Required task.
Convert the records below into a two-column CSV with the headers text and answer. Give one row per record, with each value in a single quoted field and every line break replaced by a space.

— Start —

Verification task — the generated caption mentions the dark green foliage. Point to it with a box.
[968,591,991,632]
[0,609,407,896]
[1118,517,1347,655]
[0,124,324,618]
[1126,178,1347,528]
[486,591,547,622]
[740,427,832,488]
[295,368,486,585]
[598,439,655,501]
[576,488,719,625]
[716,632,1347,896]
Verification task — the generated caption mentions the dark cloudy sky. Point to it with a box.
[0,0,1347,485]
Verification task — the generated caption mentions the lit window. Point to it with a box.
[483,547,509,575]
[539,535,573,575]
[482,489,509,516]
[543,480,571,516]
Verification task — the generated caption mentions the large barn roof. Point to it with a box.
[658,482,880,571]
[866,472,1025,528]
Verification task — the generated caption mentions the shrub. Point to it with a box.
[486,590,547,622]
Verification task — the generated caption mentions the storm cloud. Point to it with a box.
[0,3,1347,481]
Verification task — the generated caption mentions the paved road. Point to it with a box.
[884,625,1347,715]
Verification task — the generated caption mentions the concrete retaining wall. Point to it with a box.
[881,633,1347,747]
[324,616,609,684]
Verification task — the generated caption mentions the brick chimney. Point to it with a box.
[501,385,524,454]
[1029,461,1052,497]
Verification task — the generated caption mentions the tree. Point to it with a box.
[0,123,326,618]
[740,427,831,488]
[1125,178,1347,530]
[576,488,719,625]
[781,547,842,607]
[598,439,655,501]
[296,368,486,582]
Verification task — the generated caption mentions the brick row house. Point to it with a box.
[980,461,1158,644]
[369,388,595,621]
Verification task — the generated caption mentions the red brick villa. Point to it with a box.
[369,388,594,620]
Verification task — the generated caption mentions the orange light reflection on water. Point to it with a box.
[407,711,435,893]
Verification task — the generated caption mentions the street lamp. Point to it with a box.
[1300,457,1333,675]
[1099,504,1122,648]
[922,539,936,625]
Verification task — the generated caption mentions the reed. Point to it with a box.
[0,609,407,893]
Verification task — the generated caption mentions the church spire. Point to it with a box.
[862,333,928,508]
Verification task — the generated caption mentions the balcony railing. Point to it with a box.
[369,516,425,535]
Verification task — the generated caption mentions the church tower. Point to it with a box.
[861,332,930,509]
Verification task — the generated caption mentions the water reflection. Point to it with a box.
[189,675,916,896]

— End —

Task output.
text,answer
"Verification task — the generated caption mentions the dark green foliage. Point to it with a box.","[968,591,991,632] [0,609,407,896] [1118,517,1347,655] [0,124,324,618] [1126,178,1347,528] [486,591,547,622] [740,427,832,488] [295,368,486,585] [598,439,655,501] [576,488,719,625] [716,632,1347,896]"
"Verification task — the generated caption mentions the dark cloudy sky. Point to it with a box.","[0,0,1347,485]"
"Verification task — the generated caption mentions the lit window. Point to it with a box.","[483,547,509,575] [539,535,573,575] [482,489,509,516] [543,480,571,516]"
"Verification task — the generated caption mentions the large barn roof. Point to it with a box.","[658,482,880,571] [866,472,1025,528]"
"Verification task — the generated caption mentions the shrub. Point to it with a box.","[486,590,547,622]"
"Verification task — the generated caption mentions the storm cloud. Point to it with a box.","[0,3,1347,481]"
"Verification task — the generated caption mentions the paved road. Point to it with a box.","[884,625,1347,715]"
"Verification task — the generated caption mentions the concrete retaining wall. Point to it with a box.","[881,633,1347,747] [324,616,609,684]"
"Verification task — the generated caption mentions the brick chimney. Point to it with a box.","[501,385,524,454] [1029,461,1052,497]"
"Verification task — the generated caption mentions the tree. Point to it with a box.","[0,123,326,618] [740,427,831,488] [1125,178,1347,530] [576,488,719,625] [781,547,842,607] [598,439,655,501] [296,368,486,582]"
"Verification task — the generated caption mentions the brick row house. Point to it with a box.","[980,461,1158,644] [369,388,595,621]"
"Verification task — the generated caption mentions the red brick villa. Point to it with a box.","[369,388,594,620]"
"Verification task — the generated caption mentions the orange light reflection on water. Point to it with a box.","[407,711,435,893]"
"Verification task — the generated caption mentions the street lamp. Point to it with a box.","[1300,457,1333,675] [1099,504,1122,648] [922,539,936,625]"
"Verification task — the generated caption mentions the reed. Point to it with a box.","[0,609,407,893]"
"Verification task — the generated caption mentions the church spire. Point to it with a box.","[862,333,928,508]"
"Verification task — the generated caption mentions the balcony railing. Point to it with a box.","[369,516,425,535]"
"Verification task — the generated caption mentions the church tower. Point to it with a box.","[861,332,930,509]"
"Verification task — the generated caption mentions the water reflection. Point to it with a box.","[189,675,916,896]"